----- Excerpted records -----

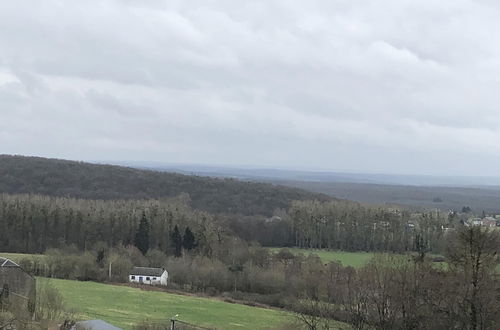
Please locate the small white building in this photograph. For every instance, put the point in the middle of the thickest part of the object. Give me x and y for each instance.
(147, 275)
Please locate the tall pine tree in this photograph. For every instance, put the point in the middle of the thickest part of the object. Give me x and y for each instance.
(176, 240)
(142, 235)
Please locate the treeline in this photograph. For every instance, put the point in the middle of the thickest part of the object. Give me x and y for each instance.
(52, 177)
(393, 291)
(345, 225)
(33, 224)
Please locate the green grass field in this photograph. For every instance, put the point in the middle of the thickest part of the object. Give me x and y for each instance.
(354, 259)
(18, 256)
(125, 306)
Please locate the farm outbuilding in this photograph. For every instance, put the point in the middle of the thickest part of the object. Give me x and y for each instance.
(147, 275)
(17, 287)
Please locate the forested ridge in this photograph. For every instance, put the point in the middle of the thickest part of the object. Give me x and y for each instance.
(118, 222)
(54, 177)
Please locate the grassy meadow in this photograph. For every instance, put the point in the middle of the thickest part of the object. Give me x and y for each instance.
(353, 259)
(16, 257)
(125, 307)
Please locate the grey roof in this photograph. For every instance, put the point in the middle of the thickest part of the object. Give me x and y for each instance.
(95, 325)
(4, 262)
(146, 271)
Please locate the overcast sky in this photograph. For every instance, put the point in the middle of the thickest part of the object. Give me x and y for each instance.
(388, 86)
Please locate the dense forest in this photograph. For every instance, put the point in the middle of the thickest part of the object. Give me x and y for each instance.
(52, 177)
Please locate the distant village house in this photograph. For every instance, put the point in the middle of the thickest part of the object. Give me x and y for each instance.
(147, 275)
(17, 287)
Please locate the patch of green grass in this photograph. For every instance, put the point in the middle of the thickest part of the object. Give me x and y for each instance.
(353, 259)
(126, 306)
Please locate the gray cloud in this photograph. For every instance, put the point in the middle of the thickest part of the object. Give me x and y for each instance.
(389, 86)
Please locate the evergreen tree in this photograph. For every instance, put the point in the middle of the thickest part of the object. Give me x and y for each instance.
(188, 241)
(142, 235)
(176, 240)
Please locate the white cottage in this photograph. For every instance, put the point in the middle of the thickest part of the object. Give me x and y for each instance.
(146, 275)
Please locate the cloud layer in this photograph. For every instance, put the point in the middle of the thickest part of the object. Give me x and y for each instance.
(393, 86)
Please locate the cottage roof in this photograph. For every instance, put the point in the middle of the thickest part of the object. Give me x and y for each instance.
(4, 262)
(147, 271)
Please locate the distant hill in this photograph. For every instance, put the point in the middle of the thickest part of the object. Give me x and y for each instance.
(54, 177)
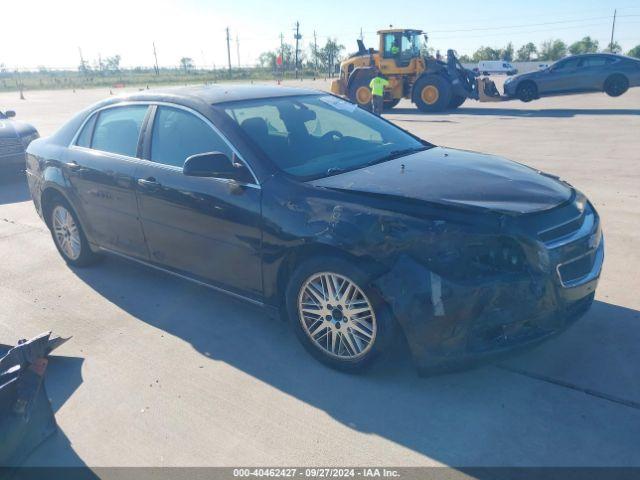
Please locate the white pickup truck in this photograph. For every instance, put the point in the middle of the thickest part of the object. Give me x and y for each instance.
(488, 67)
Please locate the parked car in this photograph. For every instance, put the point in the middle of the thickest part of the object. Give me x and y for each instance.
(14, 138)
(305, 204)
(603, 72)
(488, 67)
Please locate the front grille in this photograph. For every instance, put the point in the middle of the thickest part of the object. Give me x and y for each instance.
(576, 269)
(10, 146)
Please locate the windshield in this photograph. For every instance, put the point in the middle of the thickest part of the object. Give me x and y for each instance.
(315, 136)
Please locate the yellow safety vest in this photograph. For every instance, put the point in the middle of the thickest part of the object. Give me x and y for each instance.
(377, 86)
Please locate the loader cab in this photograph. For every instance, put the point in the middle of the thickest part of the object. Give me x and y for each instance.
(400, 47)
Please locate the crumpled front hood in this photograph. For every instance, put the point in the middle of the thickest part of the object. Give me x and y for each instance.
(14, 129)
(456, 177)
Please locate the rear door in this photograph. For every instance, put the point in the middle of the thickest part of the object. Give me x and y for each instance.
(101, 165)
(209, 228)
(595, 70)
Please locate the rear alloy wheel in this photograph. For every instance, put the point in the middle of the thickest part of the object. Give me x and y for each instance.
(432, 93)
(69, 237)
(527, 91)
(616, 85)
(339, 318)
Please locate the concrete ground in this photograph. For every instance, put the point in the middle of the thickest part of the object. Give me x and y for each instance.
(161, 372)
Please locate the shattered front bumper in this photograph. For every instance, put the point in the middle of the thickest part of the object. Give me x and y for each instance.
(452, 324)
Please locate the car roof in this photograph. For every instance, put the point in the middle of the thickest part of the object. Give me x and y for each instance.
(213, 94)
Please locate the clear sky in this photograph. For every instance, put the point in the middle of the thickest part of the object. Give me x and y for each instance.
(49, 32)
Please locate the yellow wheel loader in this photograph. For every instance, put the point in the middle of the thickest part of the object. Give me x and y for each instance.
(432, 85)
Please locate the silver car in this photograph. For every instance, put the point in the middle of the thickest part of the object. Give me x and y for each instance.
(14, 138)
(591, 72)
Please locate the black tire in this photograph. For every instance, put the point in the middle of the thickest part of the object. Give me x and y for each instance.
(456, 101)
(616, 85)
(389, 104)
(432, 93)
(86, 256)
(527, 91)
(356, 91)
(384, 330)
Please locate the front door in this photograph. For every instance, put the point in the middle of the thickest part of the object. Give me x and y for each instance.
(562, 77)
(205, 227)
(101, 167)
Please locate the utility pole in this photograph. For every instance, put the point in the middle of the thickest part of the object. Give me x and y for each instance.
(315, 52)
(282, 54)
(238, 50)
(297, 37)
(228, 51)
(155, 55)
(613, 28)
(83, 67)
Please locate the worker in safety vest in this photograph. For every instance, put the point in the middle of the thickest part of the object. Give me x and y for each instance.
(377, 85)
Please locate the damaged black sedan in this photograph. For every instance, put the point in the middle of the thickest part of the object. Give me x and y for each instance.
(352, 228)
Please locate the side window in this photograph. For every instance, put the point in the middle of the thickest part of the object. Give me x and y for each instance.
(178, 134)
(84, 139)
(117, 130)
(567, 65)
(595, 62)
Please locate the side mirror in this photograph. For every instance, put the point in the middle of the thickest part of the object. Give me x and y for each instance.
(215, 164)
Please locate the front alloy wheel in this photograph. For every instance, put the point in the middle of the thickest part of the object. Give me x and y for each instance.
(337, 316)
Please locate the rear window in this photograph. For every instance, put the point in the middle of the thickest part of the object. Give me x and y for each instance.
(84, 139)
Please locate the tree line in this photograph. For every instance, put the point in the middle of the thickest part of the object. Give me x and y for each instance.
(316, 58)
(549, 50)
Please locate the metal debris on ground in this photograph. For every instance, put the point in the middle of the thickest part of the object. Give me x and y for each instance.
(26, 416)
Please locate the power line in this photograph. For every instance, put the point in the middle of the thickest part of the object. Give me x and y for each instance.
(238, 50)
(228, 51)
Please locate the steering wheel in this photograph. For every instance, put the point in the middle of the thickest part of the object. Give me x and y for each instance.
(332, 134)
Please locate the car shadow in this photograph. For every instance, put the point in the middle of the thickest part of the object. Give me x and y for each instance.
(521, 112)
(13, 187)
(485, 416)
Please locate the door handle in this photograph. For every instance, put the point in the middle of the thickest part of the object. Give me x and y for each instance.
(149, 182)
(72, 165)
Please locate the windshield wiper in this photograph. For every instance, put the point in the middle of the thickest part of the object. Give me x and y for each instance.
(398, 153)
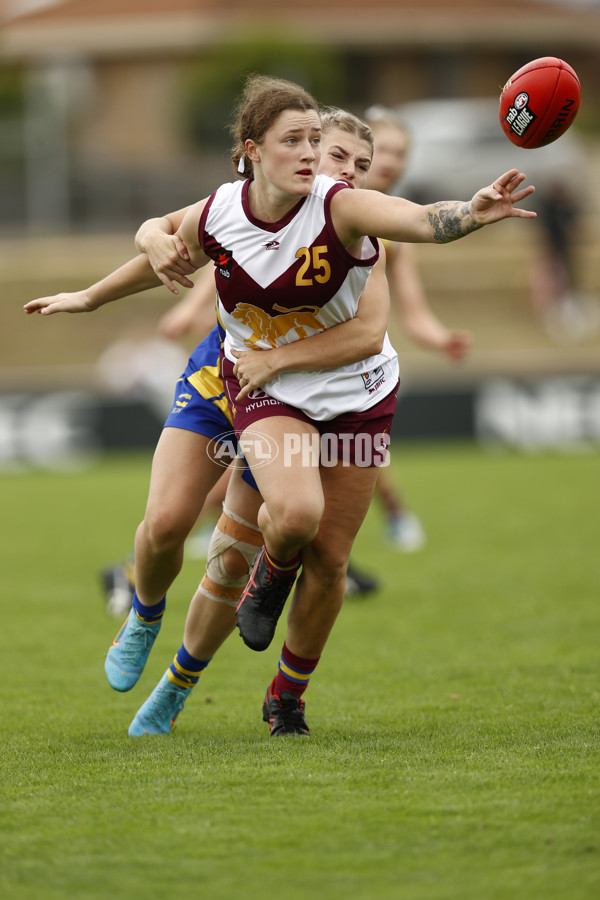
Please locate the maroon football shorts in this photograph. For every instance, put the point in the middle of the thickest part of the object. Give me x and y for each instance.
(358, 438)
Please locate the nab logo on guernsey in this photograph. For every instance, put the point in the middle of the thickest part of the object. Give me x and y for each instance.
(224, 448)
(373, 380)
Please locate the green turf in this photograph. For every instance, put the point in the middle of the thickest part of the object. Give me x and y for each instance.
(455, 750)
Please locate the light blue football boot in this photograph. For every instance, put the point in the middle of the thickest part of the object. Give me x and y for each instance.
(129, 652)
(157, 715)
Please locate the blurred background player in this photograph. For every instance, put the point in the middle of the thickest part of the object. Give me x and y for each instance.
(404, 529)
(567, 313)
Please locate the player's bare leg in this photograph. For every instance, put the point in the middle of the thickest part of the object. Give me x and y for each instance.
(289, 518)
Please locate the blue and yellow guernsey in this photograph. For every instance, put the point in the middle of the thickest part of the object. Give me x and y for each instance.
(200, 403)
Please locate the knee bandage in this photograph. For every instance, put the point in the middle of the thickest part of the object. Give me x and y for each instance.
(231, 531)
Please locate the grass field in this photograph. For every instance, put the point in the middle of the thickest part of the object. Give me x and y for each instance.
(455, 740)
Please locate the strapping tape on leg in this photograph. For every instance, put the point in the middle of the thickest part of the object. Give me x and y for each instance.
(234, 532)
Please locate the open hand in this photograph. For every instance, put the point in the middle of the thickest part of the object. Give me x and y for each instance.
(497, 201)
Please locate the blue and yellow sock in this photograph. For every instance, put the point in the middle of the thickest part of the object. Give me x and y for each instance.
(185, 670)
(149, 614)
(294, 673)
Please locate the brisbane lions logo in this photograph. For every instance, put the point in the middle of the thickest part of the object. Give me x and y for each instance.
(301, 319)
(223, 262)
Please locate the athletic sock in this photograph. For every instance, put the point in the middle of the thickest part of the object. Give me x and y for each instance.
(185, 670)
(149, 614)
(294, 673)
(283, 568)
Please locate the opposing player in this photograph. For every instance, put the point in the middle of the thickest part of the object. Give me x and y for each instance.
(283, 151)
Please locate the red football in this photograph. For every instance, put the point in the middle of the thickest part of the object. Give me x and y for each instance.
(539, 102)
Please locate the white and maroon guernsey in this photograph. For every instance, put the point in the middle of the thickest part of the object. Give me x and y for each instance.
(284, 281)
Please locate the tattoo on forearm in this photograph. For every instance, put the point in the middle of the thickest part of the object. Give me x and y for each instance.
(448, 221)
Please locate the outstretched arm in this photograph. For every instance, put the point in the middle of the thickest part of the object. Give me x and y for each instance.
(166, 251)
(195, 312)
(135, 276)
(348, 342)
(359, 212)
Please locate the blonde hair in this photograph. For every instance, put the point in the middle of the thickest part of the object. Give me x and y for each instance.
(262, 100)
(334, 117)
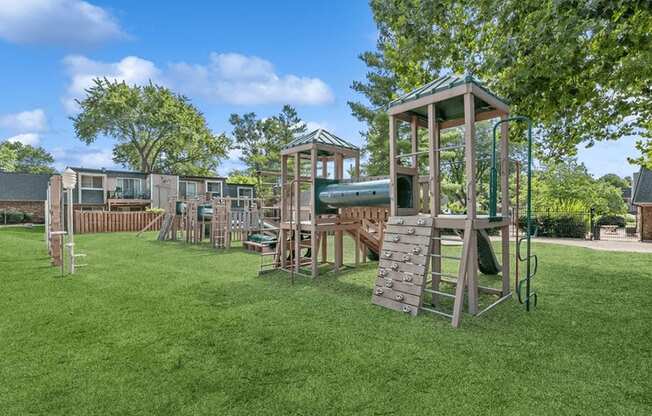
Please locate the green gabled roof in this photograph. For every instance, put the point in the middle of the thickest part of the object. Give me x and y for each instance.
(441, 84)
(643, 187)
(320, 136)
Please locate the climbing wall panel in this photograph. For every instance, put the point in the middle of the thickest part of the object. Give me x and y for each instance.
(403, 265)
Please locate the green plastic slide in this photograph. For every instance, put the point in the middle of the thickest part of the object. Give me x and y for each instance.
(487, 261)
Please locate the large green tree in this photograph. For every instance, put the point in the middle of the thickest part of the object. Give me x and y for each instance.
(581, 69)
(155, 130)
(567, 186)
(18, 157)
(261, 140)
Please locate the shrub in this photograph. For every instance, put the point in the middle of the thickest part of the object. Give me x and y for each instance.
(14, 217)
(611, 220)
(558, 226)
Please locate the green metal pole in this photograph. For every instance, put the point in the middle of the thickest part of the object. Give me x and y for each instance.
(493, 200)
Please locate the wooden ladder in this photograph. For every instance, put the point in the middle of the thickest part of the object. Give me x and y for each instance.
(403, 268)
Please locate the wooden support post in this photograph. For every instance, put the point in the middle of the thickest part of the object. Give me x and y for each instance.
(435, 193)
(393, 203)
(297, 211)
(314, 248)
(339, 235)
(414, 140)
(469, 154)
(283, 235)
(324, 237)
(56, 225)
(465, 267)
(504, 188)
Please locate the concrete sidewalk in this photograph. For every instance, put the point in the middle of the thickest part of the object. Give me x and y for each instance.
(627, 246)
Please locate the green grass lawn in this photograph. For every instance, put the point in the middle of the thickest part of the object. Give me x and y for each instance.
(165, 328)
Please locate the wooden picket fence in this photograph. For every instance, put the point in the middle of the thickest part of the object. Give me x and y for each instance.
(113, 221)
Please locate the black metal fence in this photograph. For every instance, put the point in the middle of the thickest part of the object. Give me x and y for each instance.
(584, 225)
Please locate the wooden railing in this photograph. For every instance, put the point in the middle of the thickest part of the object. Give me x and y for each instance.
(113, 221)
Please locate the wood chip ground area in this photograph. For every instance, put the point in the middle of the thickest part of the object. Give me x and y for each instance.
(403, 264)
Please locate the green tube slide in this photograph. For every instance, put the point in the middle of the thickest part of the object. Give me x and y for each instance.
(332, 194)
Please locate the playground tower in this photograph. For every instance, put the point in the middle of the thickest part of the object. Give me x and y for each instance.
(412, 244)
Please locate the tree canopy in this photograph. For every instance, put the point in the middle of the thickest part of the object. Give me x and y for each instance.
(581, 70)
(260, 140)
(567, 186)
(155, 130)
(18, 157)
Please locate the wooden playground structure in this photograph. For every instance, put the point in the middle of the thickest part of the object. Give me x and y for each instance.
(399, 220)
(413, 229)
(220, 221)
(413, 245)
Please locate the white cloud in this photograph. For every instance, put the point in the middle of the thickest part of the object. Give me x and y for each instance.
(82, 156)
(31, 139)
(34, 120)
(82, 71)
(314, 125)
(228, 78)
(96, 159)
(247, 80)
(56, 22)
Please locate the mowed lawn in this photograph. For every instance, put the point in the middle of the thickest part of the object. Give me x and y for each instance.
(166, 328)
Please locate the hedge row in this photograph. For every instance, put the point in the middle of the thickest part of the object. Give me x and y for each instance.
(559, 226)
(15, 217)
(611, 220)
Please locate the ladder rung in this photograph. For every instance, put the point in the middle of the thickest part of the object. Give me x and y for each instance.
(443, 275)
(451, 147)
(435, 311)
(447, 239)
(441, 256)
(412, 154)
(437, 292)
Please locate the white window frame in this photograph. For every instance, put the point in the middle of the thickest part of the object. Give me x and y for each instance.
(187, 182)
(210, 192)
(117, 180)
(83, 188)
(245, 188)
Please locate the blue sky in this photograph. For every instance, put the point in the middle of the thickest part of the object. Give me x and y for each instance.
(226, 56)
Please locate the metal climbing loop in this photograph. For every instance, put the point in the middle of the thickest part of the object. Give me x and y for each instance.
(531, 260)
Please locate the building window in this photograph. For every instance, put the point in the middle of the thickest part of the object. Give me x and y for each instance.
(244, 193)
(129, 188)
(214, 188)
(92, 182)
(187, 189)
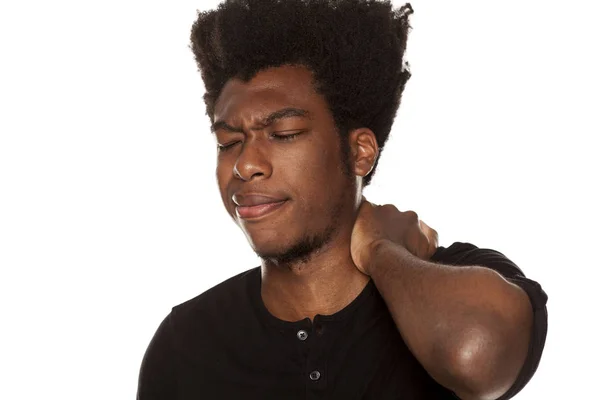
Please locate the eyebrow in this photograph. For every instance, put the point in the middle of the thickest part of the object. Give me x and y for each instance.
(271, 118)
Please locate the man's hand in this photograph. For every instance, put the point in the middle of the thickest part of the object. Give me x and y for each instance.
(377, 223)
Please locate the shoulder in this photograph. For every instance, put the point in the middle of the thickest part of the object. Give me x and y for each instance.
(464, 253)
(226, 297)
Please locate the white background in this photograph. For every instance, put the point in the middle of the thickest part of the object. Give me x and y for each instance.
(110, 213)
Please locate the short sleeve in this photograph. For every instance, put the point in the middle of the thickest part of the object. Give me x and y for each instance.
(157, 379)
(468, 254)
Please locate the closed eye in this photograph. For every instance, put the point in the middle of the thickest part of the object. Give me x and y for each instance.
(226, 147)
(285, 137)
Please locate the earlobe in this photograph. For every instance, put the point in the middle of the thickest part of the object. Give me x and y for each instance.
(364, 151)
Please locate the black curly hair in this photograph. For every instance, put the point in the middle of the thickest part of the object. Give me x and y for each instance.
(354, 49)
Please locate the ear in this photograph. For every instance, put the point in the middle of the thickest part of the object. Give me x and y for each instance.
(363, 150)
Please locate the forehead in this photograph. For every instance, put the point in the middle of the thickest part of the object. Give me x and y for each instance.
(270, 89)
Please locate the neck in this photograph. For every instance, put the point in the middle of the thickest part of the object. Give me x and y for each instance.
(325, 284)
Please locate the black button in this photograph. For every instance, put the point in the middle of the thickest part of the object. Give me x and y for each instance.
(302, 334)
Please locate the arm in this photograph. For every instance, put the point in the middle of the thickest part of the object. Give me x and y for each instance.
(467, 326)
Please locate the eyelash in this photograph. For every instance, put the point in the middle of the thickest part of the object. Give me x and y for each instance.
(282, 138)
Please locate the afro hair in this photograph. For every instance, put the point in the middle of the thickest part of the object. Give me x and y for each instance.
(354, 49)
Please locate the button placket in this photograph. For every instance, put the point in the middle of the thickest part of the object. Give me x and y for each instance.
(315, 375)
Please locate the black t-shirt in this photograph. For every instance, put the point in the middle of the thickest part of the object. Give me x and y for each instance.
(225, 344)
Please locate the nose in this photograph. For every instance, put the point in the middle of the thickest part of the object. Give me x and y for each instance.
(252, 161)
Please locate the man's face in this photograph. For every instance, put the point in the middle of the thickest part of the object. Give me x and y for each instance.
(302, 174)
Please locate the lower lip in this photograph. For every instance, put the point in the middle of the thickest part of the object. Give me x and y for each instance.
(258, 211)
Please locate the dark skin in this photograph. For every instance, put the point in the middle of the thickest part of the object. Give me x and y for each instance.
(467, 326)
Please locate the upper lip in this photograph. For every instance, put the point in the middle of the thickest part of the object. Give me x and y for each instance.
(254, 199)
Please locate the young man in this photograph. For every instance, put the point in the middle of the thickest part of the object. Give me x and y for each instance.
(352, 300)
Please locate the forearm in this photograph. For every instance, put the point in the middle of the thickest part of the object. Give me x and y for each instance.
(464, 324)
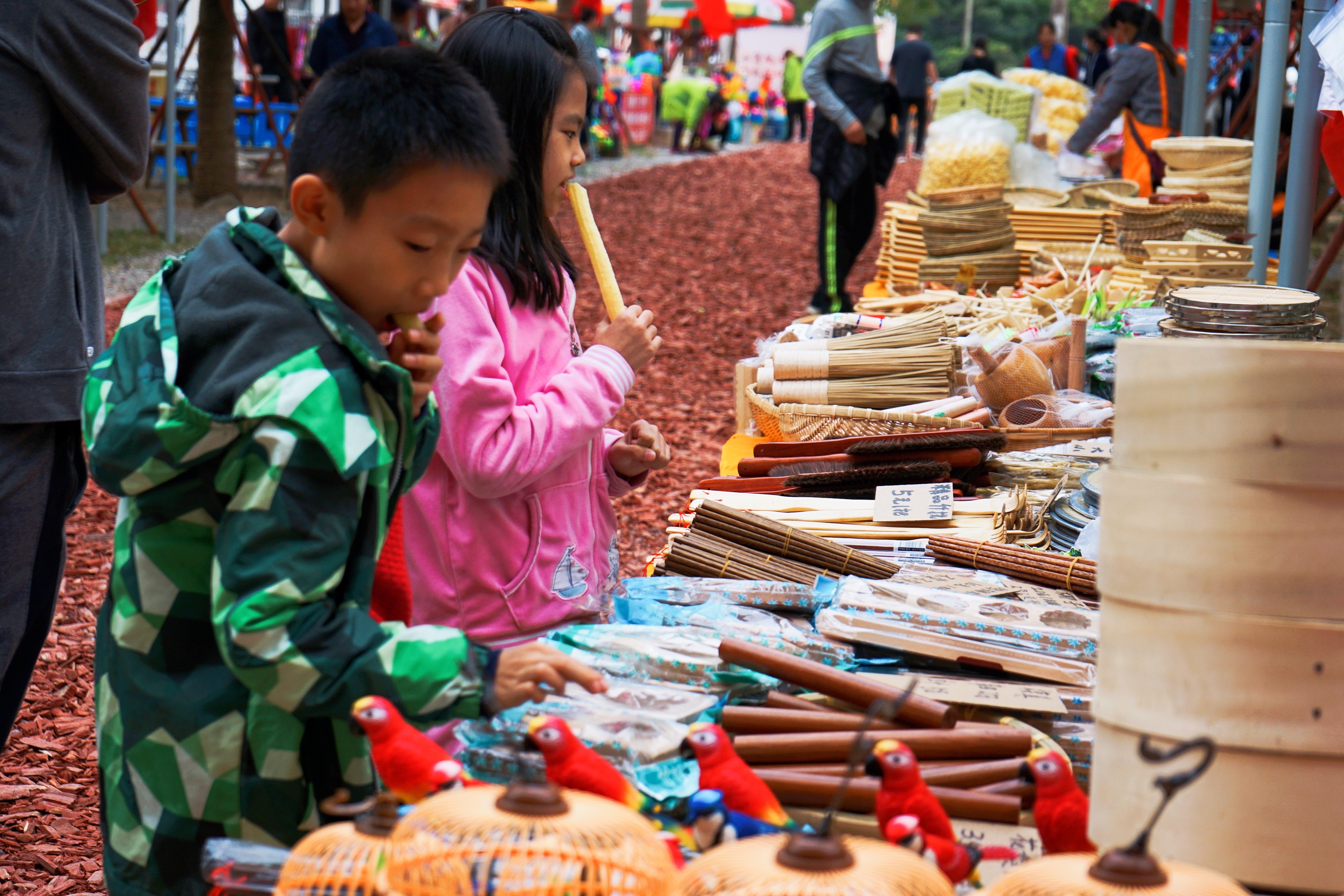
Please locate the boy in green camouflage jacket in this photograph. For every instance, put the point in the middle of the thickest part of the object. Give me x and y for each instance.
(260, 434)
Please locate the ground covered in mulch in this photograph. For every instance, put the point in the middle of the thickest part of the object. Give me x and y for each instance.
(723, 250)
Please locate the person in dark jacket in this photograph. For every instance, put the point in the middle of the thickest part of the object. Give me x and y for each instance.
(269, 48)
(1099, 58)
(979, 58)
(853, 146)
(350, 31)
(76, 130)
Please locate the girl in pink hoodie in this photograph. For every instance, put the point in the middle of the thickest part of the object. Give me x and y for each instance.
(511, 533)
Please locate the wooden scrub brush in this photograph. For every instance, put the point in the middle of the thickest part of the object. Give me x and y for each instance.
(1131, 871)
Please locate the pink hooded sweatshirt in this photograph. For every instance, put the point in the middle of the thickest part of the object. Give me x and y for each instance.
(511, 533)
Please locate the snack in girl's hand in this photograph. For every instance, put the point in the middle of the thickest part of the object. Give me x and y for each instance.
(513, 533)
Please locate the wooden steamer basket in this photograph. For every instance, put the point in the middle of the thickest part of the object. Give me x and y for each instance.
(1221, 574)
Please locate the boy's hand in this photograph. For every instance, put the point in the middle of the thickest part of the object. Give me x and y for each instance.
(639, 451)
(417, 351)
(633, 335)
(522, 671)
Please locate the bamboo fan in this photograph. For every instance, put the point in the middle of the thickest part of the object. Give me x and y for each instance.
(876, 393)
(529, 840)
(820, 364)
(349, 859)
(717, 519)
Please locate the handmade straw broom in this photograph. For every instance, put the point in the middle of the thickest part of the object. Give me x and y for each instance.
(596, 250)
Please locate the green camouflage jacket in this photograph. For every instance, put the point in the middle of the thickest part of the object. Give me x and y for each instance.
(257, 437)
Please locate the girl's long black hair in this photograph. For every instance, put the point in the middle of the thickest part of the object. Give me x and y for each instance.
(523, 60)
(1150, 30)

-----

» **Aim of the task**: Write the lines out exactly, from the one with "Please locate the bamboo" down to the last line of the listing, and leave out all others.

» **Exercise response**:
Please locate the bamboo fan in this photograph. For every instance, put the point in the middle of the thickest part of the object. Give me x and y for each instance.
(876, 393)
(529, 840)
(820, 364)
(349, 859)
(717, 519)
Please locate the handmade straw broom in this photograph. For every instance, put the point in the middle of the thickest part of the object. Give me x and y for each instance.
(596, 250)
Please locate the green camouflage jacket in this photograph. For every instance, put the point in the middle of the thickest part of the object. Give me x and y for each instance.
(257, 437)
Please locate the girl's long black hair in this photograph. For every instance, put the point in the middle of the thickest part of the object. Give me x and y for each instance.
(523, 60)
(1150, 30)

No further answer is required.